-- Start --

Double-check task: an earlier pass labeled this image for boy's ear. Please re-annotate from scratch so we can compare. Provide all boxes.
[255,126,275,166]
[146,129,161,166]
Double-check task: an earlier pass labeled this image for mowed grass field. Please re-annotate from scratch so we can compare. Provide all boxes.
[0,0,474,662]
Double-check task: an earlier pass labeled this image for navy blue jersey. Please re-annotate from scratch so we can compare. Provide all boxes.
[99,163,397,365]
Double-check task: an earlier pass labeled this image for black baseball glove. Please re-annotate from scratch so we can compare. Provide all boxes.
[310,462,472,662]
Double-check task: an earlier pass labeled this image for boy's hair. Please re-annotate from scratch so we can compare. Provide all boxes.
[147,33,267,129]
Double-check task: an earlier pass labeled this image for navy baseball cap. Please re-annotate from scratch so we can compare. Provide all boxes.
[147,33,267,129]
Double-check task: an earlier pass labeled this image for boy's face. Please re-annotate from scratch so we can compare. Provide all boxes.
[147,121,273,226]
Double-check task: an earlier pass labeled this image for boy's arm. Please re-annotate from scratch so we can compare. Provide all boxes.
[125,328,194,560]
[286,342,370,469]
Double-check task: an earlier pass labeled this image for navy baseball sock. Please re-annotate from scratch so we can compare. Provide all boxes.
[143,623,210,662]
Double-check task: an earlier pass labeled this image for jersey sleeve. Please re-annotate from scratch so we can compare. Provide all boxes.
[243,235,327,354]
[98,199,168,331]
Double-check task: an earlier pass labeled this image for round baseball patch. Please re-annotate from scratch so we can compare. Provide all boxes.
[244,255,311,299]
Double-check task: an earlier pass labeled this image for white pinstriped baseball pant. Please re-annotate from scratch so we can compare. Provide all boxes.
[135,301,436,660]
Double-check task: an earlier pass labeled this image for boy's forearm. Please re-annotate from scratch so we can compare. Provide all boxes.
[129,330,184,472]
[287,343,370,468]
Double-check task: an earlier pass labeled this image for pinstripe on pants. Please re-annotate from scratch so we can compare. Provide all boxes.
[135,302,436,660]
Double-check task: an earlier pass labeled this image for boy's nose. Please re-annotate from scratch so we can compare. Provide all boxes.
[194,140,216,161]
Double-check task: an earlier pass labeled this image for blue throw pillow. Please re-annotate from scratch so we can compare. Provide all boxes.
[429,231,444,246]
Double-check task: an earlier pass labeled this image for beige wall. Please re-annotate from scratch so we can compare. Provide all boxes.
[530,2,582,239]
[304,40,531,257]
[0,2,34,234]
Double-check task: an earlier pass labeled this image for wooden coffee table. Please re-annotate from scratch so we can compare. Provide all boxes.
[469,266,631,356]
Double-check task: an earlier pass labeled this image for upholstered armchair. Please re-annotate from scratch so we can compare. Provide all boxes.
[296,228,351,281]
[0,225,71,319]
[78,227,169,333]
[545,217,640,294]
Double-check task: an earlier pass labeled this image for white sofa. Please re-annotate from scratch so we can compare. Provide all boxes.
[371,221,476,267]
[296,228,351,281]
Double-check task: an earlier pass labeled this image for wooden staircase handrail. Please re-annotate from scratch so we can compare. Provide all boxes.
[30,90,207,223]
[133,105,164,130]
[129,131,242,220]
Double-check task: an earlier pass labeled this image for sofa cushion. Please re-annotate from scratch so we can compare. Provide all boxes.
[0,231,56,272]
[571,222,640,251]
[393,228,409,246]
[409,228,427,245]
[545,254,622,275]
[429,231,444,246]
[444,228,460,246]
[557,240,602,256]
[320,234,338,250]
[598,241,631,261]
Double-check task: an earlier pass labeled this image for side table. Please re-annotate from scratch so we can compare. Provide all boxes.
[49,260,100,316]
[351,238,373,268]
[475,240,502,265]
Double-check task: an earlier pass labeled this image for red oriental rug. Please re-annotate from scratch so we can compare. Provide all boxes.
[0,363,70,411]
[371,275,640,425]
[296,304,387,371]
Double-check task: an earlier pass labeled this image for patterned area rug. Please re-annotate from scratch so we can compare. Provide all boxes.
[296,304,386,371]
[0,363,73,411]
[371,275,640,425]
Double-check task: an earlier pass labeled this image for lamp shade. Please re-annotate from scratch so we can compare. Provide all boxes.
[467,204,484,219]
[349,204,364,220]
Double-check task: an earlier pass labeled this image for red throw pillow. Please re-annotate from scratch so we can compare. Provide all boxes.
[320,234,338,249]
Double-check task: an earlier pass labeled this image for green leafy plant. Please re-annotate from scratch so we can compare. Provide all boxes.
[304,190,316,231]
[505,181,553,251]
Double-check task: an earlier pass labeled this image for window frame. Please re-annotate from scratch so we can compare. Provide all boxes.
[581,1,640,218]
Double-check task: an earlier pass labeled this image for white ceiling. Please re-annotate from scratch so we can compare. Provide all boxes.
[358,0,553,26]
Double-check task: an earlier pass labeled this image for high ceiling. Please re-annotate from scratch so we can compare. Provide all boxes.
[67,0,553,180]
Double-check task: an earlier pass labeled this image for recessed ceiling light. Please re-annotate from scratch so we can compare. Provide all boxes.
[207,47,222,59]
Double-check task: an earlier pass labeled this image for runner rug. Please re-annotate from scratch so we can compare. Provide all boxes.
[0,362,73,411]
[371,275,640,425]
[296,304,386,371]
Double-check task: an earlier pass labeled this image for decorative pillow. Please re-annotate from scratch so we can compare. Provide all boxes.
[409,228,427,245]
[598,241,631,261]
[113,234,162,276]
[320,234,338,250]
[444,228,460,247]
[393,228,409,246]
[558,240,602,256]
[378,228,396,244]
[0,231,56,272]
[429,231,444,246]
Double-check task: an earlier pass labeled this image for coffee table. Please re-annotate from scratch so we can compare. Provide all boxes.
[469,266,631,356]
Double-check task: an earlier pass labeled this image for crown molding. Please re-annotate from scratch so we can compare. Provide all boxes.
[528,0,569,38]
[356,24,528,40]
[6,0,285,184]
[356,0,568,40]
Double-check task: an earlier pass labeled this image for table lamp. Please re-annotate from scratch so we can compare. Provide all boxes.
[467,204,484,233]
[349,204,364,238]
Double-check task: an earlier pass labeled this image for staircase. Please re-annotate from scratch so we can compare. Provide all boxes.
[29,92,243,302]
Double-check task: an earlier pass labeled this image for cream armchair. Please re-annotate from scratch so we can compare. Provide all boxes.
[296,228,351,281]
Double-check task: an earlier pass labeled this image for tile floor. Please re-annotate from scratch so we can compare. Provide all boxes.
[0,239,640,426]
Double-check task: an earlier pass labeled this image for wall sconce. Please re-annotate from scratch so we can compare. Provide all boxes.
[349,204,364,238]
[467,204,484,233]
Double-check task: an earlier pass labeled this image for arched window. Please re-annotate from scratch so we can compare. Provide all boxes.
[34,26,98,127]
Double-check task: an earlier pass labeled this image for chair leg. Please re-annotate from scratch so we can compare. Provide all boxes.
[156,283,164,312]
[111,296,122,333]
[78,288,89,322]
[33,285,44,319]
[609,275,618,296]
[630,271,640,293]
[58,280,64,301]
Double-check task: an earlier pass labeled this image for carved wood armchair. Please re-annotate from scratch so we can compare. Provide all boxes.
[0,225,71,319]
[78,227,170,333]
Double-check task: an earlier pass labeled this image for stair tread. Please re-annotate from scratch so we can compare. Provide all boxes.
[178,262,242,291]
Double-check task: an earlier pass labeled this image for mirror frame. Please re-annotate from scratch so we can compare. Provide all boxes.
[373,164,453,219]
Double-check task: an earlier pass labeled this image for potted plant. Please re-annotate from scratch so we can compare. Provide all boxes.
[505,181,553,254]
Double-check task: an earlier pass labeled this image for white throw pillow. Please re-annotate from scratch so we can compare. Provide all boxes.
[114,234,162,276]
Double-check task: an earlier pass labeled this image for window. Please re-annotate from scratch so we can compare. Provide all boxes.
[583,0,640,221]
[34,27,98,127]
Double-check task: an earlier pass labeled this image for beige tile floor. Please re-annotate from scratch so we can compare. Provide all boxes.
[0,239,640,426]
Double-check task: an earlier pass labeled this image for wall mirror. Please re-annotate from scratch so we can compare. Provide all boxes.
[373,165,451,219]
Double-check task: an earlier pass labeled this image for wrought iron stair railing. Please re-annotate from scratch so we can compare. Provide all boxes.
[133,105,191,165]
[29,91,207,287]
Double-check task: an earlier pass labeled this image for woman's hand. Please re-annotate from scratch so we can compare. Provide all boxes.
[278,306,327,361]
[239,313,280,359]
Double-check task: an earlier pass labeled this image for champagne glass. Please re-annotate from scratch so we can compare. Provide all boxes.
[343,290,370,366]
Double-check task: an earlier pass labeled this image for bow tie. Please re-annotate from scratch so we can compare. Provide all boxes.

-- End --

» Exercise requirements
Set down the lines from the start of the records up to and including the line with "[99,163,397,365]", copying each one exactly.

» Complete response
Double-check task: an earlier pass labeled this image for boy's ear. Please re-annotate from scratch so we can compare. Provide all boxes.
[255,126,275,166]
[146,129,161,166]
Double-check task: an earlier pass labeled this image for mowed grass field. Please re-annotate from scratch so we can compare. Provide all boxes.
[0,0,474,662]
Double-check task: an earlier pass labeled this image for navy blue jersey. Please re-annotate from scratch so we can compare. Provide all boxes.
[99,163,397,365]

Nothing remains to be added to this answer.